### WHAT IS EXPECTED
Print all the entries exactly.

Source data
● ● ● ●
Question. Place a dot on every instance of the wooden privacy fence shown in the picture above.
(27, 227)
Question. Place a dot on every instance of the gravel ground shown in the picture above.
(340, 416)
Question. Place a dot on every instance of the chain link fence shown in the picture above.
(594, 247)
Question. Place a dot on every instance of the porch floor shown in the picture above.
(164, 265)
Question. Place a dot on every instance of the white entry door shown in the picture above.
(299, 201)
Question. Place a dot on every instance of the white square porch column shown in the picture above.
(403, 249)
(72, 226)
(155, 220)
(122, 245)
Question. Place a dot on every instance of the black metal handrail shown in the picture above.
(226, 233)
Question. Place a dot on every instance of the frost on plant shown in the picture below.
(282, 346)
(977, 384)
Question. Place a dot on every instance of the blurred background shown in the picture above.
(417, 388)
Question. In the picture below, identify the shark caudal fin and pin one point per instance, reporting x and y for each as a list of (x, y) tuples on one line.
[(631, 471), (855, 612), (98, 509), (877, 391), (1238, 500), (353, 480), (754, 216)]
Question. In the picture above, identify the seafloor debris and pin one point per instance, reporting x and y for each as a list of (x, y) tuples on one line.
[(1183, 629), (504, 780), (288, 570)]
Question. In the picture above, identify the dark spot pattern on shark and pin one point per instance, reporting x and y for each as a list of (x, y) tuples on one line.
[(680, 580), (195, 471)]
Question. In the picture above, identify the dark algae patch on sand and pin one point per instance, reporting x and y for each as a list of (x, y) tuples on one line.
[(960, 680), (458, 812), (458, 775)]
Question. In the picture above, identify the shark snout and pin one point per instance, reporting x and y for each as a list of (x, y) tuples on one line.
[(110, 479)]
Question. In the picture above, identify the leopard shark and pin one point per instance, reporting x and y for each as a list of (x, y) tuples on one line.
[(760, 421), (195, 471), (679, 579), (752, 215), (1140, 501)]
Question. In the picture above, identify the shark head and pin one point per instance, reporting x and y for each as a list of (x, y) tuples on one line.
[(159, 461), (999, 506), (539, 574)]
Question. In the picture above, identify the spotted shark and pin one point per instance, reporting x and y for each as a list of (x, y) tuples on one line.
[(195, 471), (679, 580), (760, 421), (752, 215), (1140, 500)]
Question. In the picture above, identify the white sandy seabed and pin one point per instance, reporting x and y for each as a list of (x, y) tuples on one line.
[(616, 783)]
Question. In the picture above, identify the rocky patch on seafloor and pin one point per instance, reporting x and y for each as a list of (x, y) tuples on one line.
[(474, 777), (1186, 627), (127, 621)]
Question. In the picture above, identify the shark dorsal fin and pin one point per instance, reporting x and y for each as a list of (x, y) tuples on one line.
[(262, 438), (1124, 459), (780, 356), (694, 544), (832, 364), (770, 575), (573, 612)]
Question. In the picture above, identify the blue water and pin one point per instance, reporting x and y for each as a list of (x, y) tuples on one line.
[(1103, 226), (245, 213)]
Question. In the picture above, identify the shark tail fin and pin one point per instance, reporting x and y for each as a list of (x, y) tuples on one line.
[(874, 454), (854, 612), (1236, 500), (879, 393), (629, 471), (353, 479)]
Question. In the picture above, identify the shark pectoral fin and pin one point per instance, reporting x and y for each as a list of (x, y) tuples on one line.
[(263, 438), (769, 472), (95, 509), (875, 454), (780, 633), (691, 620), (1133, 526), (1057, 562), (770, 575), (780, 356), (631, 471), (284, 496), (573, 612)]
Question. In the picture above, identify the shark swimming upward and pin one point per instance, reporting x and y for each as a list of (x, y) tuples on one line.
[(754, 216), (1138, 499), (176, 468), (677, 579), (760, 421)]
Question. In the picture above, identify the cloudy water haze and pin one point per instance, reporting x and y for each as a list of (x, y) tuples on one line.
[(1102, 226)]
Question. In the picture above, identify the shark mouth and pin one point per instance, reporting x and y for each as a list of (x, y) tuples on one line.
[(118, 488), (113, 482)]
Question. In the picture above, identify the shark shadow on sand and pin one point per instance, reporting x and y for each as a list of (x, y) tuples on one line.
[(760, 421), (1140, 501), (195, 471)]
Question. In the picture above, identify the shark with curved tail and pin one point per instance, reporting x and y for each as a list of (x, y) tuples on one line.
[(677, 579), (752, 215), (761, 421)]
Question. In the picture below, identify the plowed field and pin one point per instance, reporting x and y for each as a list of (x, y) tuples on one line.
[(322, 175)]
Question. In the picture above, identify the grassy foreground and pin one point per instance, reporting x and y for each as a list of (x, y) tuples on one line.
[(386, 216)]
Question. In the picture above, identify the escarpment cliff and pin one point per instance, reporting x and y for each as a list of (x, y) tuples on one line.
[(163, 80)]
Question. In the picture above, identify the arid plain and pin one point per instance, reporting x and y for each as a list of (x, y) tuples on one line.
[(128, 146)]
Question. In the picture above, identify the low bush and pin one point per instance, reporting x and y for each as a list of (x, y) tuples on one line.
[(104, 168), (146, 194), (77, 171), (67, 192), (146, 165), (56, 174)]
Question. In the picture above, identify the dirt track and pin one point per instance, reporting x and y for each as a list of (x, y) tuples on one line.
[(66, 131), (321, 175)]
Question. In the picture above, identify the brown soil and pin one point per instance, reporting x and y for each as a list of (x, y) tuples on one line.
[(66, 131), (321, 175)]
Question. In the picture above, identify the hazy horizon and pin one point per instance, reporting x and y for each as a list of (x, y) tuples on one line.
● ● ● ●
### EXERCISE SOLUTION
Question. Place a dot on every instance of the wooden privacy fence shown in the picture above.
(27, 227)
Question. Place a dot on every instance of the gravel ground shown in the picture above.
(340, 416)
Question. Place a dot on every instance of the chain link fence shown in the picture above.
(594, 247)
Question. Place a dot on every instance of the porch floor shown in the picture above.
(164, 265)
Question. Place a dot on every instance of the white entry door shown in the picture above.
(299, 201)
Question. Place a dot on every instance of the white square porch column shown in the picture above.
(403, 249)
(72, 226)
(155, 220)
(122, 245)
Question. Place a dot on every instance of the black metal handrail shown in the picture above.
(226, 233)
Question. Place a dot on every instance of the frost on plant shown in the picture below.
(282, 346)
(977, 384)
Question. Place a dot on every instance of the blurred background shown in the picture above.
(417, 388)
Question. In the picture below, identify the shark caudal fin and pin one point per instance, reporting x and y for each as a list of (x, y) tuples on one line.
[(631, 471), (855, 612), (98, 509), (877, 391), (1238, 500), (353, 480), (754, 216)]
Question. In the picture above, identify the seafloor debris and pin one point per instance, reporting x and y for each as a list of (x, y) tuples on one line.
[(1183, 629), (504, 780), (288, 570)]
Question. In the picture above, identify the dark spot pattern on shark and pin one point per instance, reporting x and y for each as a list of (x, y) tuples on one line.
[(680, 580), (195, 471)]
Question. In the picture above, identify the dark algae patch on sand and pin one point per instance, reporting x and y for each as a list of (x, y) tuples on one line.
[(960, 680), (458, 812), (458, 775)]
Question. In the picture above, identify the shark snout and pin one point per instance, reporting x and y for each as a list of (x, y) tuples on one line.
[(110, 479)]
Question. In the picture above, identify the leopard shark and pin one point per instance, reporting x and y for each as a list of (x, y) tuples on one line.
[(760, 421), (195, 471), (679, 579), (752, 215), (1140, 501)]
Question. In the picture above, identify the shark head and pin one point per instance, reporting x and y for each as a list of (x, y) tuples on one line.
[(159, 461), (999, 506), (539, 574)]
Question. In the picture above, identify the spotted shark and pin one point per instance, reporting x and y for each as a list of (x, y) tuples on one line.
[(195, 471), (679, 580), (760, 421), (752, 215), (1140, 500)]
Question. In the picture above, identify the white sandy seabed and pin one point per instance, reporting x and y for each as a list of (x, y) tuples on one line.
[(616, 783)]
Question. In the picture above, identify the rocky patch on seafloor and pin one point per instance, reporting x and y for each as a list of (x, y) tuples on one line.
[(474, 777), (1186, 627), (127, 621)]
Question. In the picture above, identify the shark dorsal fin and pin one point per instance, reporting x and y for each as a list of (x, y) tuples on one line.
[(262, 438), (1124, 459), (780, 356), (694, 544), (832, 364), (770, 575), (573, 612)]
Question. In the picture above, identify the blue water and pin one point per instance, reporting x and y for each as a list of (x, y) tuples on one line.
[(1103, 226), (245, 213)]
Question. In the picture above, identify the shark tail fin and pin one point per instance, reporting x and y for each as a list of (x, y) tuples on one line.
[(874, 454), (854, 612), (1236, 500), (879, 393), (629, 471), (353, 479)]
Question. In the picture above, identify the shark pectoral fin and pin one point per instance, reporting x and y for each as a list of (x, y) tuples on one line.
[(263, 438), (769, 472), (95, 509), (875, 454), (780, 633), (691, 620), (1133, 526), (1057, 562), (770, 575), (780, 356), (631, 471), (284, 496), (573, 612)]
Question. In the picture above, identify the shark swimming upward and pin one point per instance, reporting x and y for each as a list of (x, y) tuples on one line.
[(754, 216), (1138, 499), (176, 468), (677, 579), (760, 421)]
Question. In the picture above, identify the cloudy water haze and pin one point per instance, reporting x and y for each as a list of (x, y) tuples on one line.
[(1102, 226)]
Question. In the picture above, identify the shark mouth and pin one point per instance, reporting x and y for each as a list of (x, y) tuples on one line.
[(118, 488), (113, 482)]
Question. In the picture above, identify the shark shadow on sand and pin one point per instance, reporting x and y for each as a list of (x, y) tuples on one line.
[(760, 421), (1140, 501), (195, 471)]
Question. In the picture above, identify the shark with curved tail and pin one point per instance, reporting x and y for each as a list of (x, y) tuples on one line.
[(677, 579), (752, 215), (761, 421)]
Question. In the picture below, identify the plowed field and pin one point per instance, reporting x and y for each as a list of (x, y) tuples on one line.
[(322, 175)]
Question. In the picture above, identify the grassy foreground and pin one point per instance, reporting x and y for each as a list of (x, y) tuples on one line.
[(386, 216)]
Question. In the picture above, identify the escarpment cliff and pin one point per instance, reporting x and y for each as a list of (x, y) tuples on one line.
[(163, 80)]
Question. In the picture above, identify the arid plain and pin one point per instance, reporting x and y for each as a list of (x, y) tuples on one line.
[(128, 146)]
Question. In the picture above, identify the low bush and pin one point per instance, reporting x and y for each as a list of (x, y) tuples on one line.
[(104, 168), (146, 194), (77, 171), (67, 192), (146, 165), (56, 174)]
Question. In the picture above, identify the dirt track and pin one point per instance, reporting x and y for each as a list of (x, y) tuples on one line.
[(66, 131), (321, 175)]
Question. In the picture above, identify the brown soil and pin one point per instance, reporting x and y for each as a list of (x, y) tuples on one line.
[(66, 131), (321, 175)]
Question. In the picture above, identify the hazy horizon and pin one point per instance, reporting x and y for each as a list of (x, y) tuples on one line.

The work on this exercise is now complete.